* What to produce
Please rename "rubbish bin" to "trash can" in the records running from the line containing "Dataset curation step: the target class is red jacket." down to the line containing "[211,40,217,51]", and give those lines again with nothing else altered.

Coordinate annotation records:
------------------------------------------------------------------------
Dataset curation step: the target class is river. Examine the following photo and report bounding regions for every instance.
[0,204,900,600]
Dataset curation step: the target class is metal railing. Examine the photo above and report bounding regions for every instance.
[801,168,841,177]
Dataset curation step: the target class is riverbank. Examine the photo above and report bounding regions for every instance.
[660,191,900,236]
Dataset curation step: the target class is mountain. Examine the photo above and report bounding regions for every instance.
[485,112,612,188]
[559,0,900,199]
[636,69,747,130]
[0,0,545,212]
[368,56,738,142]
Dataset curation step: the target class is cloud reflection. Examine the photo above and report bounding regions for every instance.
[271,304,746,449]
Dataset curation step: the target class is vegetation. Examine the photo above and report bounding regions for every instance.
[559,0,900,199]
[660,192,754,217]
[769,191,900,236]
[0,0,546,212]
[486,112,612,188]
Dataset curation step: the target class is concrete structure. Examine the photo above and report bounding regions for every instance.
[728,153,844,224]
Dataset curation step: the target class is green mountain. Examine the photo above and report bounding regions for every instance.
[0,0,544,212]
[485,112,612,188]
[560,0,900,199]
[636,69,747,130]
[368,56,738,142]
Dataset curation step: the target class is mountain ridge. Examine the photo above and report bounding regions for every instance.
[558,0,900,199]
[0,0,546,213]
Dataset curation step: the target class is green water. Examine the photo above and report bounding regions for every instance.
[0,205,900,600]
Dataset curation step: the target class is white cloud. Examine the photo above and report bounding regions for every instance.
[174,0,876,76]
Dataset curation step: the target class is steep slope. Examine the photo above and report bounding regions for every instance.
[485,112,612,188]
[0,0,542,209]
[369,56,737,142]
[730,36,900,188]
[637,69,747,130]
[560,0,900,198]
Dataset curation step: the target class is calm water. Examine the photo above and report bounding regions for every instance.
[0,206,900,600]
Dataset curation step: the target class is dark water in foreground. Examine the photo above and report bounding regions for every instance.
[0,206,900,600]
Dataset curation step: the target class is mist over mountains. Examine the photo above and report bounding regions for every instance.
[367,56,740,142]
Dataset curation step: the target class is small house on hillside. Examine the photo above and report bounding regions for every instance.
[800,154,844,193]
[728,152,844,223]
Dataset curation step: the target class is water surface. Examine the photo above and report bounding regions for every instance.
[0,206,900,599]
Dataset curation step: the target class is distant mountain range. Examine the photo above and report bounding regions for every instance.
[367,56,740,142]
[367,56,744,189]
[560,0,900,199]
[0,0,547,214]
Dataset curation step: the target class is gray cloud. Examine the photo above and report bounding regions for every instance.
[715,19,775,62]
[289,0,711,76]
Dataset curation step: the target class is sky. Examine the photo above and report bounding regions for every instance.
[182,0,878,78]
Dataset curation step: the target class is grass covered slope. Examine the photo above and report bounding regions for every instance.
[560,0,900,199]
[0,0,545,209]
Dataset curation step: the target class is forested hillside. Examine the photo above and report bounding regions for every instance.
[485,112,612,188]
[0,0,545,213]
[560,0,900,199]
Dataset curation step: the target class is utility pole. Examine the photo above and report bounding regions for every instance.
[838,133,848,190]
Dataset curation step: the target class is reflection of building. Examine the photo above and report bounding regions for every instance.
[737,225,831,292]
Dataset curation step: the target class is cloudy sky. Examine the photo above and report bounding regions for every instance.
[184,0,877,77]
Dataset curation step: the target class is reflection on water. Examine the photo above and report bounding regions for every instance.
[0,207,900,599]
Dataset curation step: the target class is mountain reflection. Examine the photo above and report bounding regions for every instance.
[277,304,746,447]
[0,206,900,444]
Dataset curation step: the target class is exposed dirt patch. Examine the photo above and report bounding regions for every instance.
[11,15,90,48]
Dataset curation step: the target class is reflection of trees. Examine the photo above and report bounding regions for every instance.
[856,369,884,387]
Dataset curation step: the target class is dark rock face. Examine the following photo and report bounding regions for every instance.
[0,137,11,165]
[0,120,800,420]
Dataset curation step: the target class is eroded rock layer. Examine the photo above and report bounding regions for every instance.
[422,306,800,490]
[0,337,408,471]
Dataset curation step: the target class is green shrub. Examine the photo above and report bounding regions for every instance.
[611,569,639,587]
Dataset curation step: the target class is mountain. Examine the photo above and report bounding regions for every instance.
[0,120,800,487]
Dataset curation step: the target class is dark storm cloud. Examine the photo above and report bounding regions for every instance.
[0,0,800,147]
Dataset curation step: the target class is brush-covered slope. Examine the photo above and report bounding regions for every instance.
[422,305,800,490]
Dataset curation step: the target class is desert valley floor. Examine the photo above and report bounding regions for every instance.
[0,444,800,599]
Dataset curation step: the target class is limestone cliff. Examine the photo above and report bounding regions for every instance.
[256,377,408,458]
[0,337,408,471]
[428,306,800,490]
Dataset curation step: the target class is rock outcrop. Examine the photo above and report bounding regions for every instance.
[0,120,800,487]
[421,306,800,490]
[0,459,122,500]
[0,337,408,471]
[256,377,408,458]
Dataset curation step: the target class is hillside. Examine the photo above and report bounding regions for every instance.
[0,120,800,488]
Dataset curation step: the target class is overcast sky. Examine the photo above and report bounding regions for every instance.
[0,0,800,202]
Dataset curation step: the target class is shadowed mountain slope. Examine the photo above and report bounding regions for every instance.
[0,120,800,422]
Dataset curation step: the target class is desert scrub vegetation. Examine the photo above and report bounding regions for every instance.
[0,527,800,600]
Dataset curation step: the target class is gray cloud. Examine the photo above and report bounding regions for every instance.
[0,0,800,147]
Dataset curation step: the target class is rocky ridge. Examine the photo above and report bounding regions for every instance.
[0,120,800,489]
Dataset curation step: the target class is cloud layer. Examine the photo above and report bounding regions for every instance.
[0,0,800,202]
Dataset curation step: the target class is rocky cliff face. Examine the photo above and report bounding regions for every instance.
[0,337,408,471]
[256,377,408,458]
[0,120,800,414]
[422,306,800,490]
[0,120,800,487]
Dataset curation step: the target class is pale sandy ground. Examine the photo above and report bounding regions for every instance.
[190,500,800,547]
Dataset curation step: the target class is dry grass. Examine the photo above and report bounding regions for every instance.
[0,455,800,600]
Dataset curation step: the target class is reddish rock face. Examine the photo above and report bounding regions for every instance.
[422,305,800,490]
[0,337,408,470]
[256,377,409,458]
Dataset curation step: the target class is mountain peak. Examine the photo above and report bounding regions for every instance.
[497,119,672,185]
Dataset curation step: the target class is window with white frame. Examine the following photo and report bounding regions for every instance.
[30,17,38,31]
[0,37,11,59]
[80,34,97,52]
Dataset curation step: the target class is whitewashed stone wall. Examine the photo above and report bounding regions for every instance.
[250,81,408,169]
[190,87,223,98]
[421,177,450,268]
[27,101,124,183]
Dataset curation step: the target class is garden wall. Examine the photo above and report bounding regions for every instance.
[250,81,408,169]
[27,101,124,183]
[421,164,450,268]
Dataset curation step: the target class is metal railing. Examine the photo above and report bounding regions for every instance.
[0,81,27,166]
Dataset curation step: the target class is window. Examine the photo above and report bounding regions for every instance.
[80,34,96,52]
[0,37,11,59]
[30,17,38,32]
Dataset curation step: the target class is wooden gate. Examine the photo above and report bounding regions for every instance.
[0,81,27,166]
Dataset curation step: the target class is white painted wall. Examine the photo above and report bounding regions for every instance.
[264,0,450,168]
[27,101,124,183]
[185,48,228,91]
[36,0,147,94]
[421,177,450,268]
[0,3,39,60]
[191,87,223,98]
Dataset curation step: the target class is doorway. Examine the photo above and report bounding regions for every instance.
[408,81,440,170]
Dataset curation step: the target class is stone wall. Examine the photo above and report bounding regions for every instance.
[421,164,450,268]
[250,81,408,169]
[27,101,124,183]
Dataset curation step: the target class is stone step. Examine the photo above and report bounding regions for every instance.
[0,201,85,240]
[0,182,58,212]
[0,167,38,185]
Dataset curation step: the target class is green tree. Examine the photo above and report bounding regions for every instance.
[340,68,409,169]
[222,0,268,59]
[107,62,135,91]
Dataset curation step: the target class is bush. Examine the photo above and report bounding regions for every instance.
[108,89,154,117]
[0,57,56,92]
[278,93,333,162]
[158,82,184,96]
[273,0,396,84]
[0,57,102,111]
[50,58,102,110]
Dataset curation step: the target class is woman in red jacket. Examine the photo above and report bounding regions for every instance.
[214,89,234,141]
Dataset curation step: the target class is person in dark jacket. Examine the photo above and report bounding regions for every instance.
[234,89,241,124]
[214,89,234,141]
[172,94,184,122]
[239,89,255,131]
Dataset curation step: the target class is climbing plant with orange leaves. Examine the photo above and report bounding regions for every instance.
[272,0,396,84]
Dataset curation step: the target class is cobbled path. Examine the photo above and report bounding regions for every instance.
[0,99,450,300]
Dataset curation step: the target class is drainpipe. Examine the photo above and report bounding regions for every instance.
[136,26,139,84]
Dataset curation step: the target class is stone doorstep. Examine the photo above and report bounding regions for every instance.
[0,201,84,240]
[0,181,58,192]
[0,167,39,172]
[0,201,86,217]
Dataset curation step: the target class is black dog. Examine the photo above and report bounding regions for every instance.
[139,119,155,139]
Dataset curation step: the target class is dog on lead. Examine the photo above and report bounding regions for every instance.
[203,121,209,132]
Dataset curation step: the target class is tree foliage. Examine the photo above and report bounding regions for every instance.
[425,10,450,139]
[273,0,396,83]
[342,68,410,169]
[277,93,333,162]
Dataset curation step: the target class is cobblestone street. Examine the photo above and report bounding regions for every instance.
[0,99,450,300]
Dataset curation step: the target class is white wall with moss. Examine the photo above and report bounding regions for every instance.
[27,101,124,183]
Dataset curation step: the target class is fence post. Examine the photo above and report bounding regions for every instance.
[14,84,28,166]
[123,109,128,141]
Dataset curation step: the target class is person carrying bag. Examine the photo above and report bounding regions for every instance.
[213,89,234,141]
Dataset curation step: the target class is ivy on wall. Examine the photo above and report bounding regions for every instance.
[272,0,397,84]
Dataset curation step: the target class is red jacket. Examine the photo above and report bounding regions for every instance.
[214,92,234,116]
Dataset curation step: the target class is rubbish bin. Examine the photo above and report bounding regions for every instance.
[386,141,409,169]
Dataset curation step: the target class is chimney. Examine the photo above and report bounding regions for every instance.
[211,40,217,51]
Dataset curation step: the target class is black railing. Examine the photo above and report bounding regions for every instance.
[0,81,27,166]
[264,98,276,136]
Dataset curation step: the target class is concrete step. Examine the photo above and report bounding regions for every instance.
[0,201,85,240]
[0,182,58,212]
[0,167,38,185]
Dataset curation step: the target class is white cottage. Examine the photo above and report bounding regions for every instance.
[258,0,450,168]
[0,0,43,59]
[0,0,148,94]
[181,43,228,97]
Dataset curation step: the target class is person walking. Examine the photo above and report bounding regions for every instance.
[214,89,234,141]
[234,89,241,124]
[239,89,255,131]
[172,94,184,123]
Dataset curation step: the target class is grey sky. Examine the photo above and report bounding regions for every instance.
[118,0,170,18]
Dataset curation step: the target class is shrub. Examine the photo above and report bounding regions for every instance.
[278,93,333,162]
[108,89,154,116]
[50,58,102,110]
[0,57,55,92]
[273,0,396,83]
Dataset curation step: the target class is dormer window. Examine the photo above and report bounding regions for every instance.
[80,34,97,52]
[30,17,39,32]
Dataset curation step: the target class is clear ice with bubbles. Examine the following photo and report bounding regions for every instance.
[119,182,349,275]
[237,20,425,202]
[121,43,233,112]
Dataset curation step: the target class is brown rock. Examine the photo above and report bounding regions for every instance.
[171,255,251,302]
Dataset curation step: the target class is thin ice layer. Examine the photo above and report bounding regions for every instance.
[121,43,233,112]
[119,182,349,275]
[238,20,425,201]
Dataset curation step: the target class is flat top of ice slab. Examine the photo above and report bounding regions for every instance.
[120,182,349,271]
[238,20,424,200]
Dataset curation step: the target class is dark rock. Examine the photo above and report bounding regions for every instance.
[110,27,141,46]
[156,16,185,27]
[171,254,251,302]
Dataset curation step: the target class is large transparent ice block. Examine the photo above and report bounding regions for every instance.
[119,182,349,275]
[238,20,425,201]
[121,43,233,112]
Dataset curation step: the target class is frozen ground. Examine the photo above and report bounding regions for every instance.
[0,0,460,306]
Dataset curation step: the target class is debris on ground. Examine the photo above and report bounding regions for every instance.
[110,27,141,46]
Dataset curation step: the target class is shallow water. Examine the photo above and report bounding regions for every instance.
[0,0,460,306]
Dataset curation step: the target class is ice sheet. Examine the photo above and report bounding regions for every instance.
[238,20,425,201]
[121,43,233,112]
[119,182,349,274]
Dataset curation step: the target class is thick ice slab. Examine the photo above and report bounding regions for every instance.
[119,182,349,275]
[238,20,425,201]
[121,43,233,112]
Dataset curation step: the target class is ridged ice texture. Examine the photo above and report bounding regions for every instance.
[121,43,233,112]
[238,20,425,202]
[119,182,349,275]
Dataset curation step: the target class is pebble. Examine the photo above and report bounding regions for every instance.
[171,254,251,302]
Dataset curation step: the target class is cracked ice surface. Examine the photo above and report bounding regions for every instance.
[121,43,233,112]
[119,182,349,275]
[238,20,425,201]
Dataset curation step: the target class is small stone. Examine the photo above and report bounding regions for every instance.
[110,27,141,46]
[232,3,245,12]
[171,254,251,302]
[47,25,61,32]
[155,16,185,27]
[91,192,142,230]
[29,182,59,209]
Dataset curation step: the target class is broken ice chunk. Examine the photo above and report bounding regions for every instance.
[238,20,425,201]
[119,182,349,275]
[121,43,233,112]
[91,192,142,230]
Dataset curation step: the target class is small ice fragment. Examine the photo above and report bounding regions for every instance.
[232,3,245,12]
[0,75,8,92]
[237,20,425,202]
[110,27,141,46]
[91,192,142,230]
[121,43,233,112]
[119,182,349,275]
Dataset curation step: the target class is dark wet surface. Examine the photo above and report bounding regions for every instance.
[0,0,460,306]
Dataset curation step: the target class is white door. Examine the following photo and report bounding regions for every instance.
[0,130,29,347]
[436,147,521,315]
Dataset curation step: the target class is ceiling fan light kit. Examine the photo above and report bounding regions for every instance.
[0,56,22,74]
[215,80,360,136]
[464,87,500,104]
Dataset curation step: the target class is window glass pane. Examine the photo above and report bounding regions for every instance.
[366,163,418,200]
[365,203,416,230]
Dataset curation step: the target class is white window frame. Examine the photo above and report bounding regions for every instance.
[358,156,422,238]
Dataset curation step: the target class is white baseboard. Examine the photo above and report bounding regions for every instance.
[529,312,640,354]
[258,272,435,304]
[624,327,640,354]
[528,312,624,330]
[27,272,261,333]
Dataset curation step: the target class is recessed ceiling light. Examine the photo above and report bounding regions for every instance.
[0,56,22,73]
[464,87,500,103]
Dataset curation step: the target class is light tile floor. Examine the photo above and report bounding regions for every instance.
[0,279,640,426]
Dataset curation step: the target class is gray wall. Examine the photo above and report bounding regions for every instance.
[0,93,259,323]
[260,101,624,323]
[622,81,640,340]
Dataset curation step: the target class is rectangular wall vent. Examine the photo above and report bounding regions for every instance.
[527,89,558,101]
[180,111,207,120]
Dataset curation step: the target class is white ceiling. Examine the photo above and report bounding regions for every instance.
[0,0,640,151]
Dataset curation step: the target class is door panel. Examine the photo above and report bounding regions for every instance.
------------------------------------------------------------------------
* Problem solution
Dataset curation step: the target class is red jacket. Examine the photo above and report bounding regions for every instance.
[214,92,234,116]
Dataset curation step: the target class is trash can. Examine the photo above and report bounding regions for every instance.
[386,141,409,169]
Dataset curation step: the target class is chimney. Examine the photo above and report bounding regions for every instance.
[211,40,217,51]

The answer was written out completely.